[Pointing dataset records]
>> START

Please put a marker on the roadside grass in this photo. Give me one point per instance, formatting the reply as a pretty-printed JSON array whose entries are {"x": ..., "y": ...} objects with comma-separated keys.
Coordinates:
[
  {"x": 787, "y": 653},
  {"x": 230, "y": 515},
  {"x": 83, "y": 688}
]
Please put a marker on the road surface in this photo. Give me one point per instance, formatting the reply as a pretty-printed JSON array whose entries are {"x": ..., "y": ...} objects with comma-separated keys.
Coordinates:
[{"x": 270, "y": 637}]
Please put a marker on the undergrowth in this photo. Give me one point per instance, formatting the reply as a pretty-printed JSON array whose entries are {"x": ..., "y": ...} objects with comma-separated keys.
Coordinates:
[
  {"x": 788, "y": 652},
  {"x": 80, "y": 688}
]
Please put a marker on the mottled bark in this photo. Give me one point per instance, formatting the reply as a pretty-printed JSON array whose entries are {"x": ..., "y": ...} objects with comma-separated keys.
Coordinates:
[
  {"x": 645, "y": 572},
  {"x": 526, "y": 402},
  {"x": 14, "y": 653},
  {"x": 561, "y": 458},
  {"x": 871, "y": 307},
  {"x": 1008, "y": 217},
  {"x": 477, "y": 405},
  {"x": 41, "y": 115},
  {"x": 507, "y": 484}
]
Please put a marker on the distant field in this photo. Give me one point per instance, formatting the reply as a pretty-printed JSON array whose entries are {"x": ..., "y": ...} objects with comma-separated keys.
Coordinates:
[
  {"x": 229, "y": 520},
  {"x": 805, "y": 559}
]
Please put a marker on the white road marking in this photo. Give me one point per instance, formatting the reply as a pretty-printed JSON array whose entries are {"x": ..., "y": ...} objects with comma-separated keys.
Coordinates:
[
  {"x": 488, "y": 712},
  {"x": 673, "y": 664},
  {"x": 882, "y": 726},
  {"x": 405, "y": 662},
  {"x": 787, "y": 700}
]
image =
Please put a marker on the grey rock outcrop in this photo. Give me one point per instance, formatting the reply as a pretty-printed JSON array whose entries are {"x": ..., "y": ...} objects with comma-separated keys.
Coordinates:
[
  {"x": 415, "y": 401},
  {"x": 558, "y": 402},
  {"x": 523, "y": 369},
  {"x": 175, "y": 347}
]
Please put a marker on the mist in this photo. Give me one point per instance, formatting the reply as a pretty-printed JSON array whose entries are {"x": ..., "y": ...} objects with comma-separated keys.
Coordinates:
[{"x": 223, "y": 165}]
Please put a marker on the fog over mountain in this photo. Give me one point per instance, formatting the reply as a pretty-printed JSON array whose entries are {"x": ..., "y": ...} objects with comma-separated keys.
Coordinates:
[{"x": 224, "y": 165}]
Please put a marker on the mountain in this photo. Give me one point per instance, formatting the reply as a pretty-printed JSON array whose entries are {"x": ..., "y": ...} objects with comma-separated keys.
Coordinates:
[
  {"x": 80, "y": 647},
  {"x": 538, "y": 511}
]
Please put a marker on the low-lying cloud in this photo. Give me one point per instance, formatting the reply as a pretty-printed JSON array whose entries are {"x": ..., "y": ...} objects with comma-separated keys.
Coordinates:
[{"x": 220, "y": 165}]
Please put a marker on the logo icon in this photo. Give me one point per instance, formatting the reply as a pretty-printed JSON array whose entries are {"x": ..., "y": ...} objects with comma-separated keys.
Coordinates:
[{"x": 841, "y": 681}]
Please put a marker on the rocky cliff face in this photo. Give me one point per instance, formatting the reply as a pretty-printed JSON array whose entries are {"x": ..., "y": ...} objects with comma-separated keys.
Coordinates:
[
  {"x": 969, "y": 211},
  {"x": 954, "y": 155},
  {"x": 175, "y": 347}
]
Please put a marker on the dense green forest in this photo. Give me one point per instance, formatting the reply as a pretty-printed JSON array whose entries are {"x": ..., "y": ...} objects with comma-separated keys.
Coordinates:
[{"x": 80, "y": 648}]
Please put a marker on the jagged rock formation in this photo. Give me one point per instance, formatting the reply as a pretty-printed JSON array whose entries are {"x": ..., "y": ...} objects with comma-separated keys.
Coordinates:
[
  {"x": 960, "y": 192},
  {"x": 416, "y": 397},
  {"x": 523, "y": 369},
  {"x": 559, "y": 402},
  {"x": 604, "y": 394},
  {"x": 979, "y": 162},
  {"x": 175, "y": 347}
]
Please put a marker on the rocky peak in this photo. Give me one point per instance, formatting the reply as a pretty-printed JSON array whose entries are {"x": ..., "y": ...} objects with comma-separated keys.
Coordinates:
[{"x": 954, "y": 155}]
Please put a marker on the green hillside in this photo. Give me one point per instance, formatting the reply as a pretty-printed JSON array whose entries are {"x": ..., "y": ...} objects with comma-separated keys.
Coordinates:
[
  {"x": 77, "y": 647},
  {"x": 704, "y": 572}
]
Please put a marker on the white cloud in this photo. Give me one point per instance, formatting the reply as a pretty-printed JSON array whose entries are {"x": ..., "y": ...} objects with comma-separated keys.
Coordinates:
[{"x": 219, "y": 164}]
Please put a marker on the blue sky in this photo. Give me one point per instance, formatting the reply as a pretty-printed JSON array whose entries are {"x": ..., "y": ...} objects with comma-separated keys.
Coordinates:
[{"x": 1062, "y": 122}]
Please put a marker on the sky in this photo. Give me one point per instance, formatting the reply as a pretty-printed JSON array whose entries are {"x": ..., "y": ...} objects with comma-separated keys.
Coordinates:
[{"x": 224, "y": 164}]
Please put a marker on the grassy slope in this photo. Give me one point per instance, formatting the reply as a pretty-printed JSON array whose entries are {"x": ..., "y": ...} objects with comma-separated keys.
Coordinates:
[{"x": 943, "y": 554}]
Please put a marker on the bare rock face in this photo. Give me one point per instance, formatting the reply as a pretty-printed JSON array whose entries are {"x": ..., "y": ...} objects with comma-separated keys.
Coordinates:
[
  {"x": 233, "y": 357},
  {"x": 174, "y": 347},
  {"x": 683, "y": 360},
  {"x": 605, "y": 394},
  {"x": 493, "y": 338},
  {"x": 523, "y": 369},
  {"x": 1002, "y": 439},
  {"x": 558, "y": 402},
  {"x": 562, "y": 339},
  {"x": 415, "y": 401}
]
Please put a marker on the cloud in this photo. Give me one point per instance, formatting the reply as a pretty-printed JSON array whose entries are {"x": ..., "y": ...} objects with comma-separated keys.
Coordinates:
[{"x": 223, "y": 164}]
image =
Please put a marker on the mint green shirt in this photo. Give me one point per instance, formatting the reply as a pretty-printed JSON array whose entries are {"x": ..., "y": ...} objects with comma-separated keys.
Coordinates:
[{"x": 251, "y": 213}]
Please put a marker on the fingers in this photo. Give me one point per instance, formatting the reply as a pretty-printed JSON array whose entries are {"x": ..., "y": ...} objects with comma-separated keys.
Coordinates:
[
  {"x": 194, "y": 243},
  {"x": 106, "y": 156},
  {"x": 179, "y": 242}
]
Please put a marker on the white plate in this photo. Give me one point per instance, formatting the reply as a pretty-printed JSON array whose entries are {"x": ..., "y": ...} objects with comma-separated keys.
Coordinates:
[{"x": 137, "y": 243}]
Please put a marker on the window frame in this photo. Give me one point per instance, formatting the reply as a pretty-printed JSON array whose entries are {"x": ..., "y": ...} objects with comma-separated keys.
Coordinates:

>> END

- Do this: Write out every record verbatim.

- Worked solution:
Please put a marker on the roadside grass in this photo. Give me one point per instance, formatting the reply as a pretty-printed JSON array whose entries are {"x": ..., "y": ...} objects with comma-separated keys.
Coordinates:
[
  {"x": 787, "y": 653},
  {"x": 230, "y": 515},
  {"x": 83, "y": 688}
]
Please put a marker on the road surface in this photo. Give me one point per instance, formatting the reply as a pretty-printed JSON array whose entries are {"x": ..., "y": ...} objects with comma-separated keys.
Coordinates:
[{"x": 270, "y": 637}]
Please put a marker on the undergrowth in this photo. Give me one point per instance, formatting the reply as a pretty-printed JSON array whose entries are {"x": ..., "y": ...} objects with comma-separated keys.
Coordinates:
[
  {"x": 788, "y": 652},
  {"x": 80, "y": 688}
]
Please put a marker on the mottled bark in this photo. Give me one point per instance, formatting the reply as a pretty-printed JSON array whose entries are {"x": ..., "y": ...} objects with comma-separated keys.
Coordinates:
[
  {"x": 645, "y": 572},
  {"x": 526, "y": 402},
  {"x": 14, "y": 653},
  {"x": 561, "y": 458},
  {"x": 871, "y": 307},
  {"x": 1008, "y": 217},
  {"x": 477, "y": 405},
  {"x": 41, "y": 115},
  {"x": 507, "y": 484}
]
Please put a marker on the distant field in this photo. Give me one point per instance, formatting the reply as a pretty-printed JSON array whose entries are {"x": ..., "y": ...} objects with comma-separated keys.
Coordinates:
[
  {"x": 229, "y": 520},
  {"x": 805, "y": 559}
]
Please put a marker on the white road marking in this photo. Give me one point per instance, formatting the reply as a pretty-printed JSON array whose entries are {"x": ..., "y": ...} objects with comma-separated keys.
Coordinates:
[
  {"x": 488, "y": 712},
  {"x": 673, "y": 664},
  {"x": 882, "y": 726},
  {"x": 405, "y": 662},
  {"x": 787, "y": 700}
]
image =
Please put a marker on the grey rock outcrop in this photo. Give me one point per instance, formatting the reply as a pretty-printed JSON array whose entries are {"x": ..., "y": ...} objects with comma-separated keys.
Coordinates:
[
  {"x": 415, "y": 401},
  {"x": 558, "y": 402},
  {"x": 523, "y": 369},
  {"x": 175, "y": 347}
]
Please put a marker on the mist in this photo. Give me one point per instance, formatting the reply as a pretty-printed JSON array whose entries are {"x": ..., "y": ...} objects with comma-separated keys.
Coordinates:
[{"x": 223, "y": 165}]
Please put a marker on the fog over mountain in this photo. Give me one point per instance, formatting the reply as a pretty-printed JSON array whose entries are {"x": ..., "y": ...} objects with comma-separated keys.
Coordinates:
[{"x": 224, "y": 165}]
Please put a marker on the mountain in this photo. Give me one point per instance, formatting the reply as a pretty-printed JSON array whose entries are {"x": ..., "y": ...} objects with comma-separated keys.
Coordinates:
[
  {"x": 80, "y": 647},
  {"x": 538, "y": 511}
]
Please put a marker on the low-lying cloud in this photo. Give me one point per instance, formatting the reply as a pretty-printed JSON array whose entries are {"x": ..., "y": ...} objects with comma-separated keys.
Coordinates:
[{"x": 220, "y": 165}]
Please put a marker on the logo icon in this photo. Give me one point per instance, formatting the reply as a pretty-printed JSON array whose entries are {"x": ..., "y": ...} objects with comma-separated keys.
Coordinates:
[{"x": 841, "y": 681}]
Please put a marker on the rocky cliff face in this photo. Give me one point per instance, formatting the reply as a pretty-printed JSON array whose entries are {"x": ..., "y": ...} objects with comma-separated keys.
Coordinates:
[
  {"x": 969, "y": 211},
  {"x": 954, "y": 155},
  {"x": 175, "y": 347}
]
Please put a marker on the dense green forest in this photo. Give me one point per instance, formatting the reply as a pretty-printed JSON array whose entries are {"x": ..., "y": ...} objects with comma-separated keys.
Coordinates:
[{"x": 80, "y": 648}]
Please put a marker on the jagged rock formation in this photo. Give me one point per instance, formatting the reply as a pretty-printed JSON array whose entries are {"x": ..., "y": ...} objects with comma-separated keys.
Coordinates:
[
  {"x": 960, "y": 192},
  {"x": 416, "y": 397},
  {"x": 523, "y": 369},
  {"x": 559, "y": 402},
  {"x": 604, "y": 394},
  {"x": 979, "y": 162},
  {"x": 175, "y": 347}
]
Please put a marker on the rocky peak in this photo. Give me one point per instance, formatting the reply as a pretty-printed JSON array whose entries are {"x": ..., "y": ...} objects with comma-separated keys.
Coordinates:
[{"x": 954, "y": 155}]
Please put a marker on the green hillside in this photo. Give me one point per instance, formatting the reply as a pretty-printed JSON array whose entries are {"x": ..., "y": ...} objects with comma-separated keys.
Coordinates:
[
  {"x": 77, "y": 647},
  {"x": 704, "y": 572}
]
Please put a marker on the white cloud in this photo. Give me one point per instance, formatting the reply as a pretty-printed JSON array whose entries are {"x": ..., "y": ...} objects with comma-separated keys.
Coordinates:
[{"x": 219, "y": 164}]
Please put a marker on the blue sky in this photo. Give me one point per instance, formatting the reply as a pretty-printed JSON array whose entries are {"x": ..., "y": ...} objects with comma-separated keys.
Coordinates:
[{"x": 1062, "y": 122}]
Please put a marker on the sky in this photo. Give me one point per instance, formatting the reply as a pretty-printed JSON array whose entries are {"x": ..., "y": ...} objects with comma-separated keys.
Coordinates:
[{"x": 224, "y": 164}]
Please put a marker on the grassy slope in this photo. Give me one point per instance, formatting the reply as a pretty-printed JSON array whose entries are {"x": ..., "y": ...} objects with comma-separated keys.
Coordinates:
[{"x": 943, "y": 554}]
Please put a marker on the bare rock face in this photo. Give me one point per instance, formatting the reply as a pretty-printed JSON array whose entries are {"x": ..., "y": ...} objects with comma-separated keys.
Coordinates:
[
  {"x": 233, "y": 357},
  {"x": 174, "y": 347},
  {"x": 683, "y": 360},
  {"x": 605, "y": 394},
  {"x": 493, "y": 338},
  {"x": 523, "y": 369},
  {"x": 1002, "y": 439},
  {"x": 558, "y": 402},
  {"x": 562, "y": 339},
  {"x": 415, "y": 401}
]
Please put a marker on the cloud in this photo. Give me one point per instance, formatting the reply as a pretty-printed JSON array whose entries are {"x": ..., "y": ...} objects with comma-separated keys.
Coordinates:
[{"x": 223, "y": 164}]
image =
Please put a marker on the mint green shirt in this photo. Give me one point per instance, formatting the reply as a pretty-printed JSON array whose entries are {"x": ..., "y": ...} objects with comma-separated keys.
Coordinates:
[{"x": 251, "y": 213}]
Please put a marker on the fingers in this photo. Give me one point per instance, formatting the reply as a pretty-printed JSON array whose entries are {"x": ..., "y": ...} objects with comma-separated keys.
Coordinates:
[
  {"x": 194, "y": 243},
  {"x": 106, "y": 156},
  {"x": 179, "y": 242}
]
Please put a marker on the white plate in this photo. Give me one point per instance, formatting the reply as a pretty-printed JSON array whose entries are {"x": ..., "y": ...} objects with comma-separated keys.
Coordinates:
[{"x": 137, "y": 243}]
Please put a marker on the window frame in this photo. Give me one point per instance, formatting the reply as a pretty-printed JSON array whose entries are {"x": ..., "y": ...} objects with comma-separated keys.
Coordinates:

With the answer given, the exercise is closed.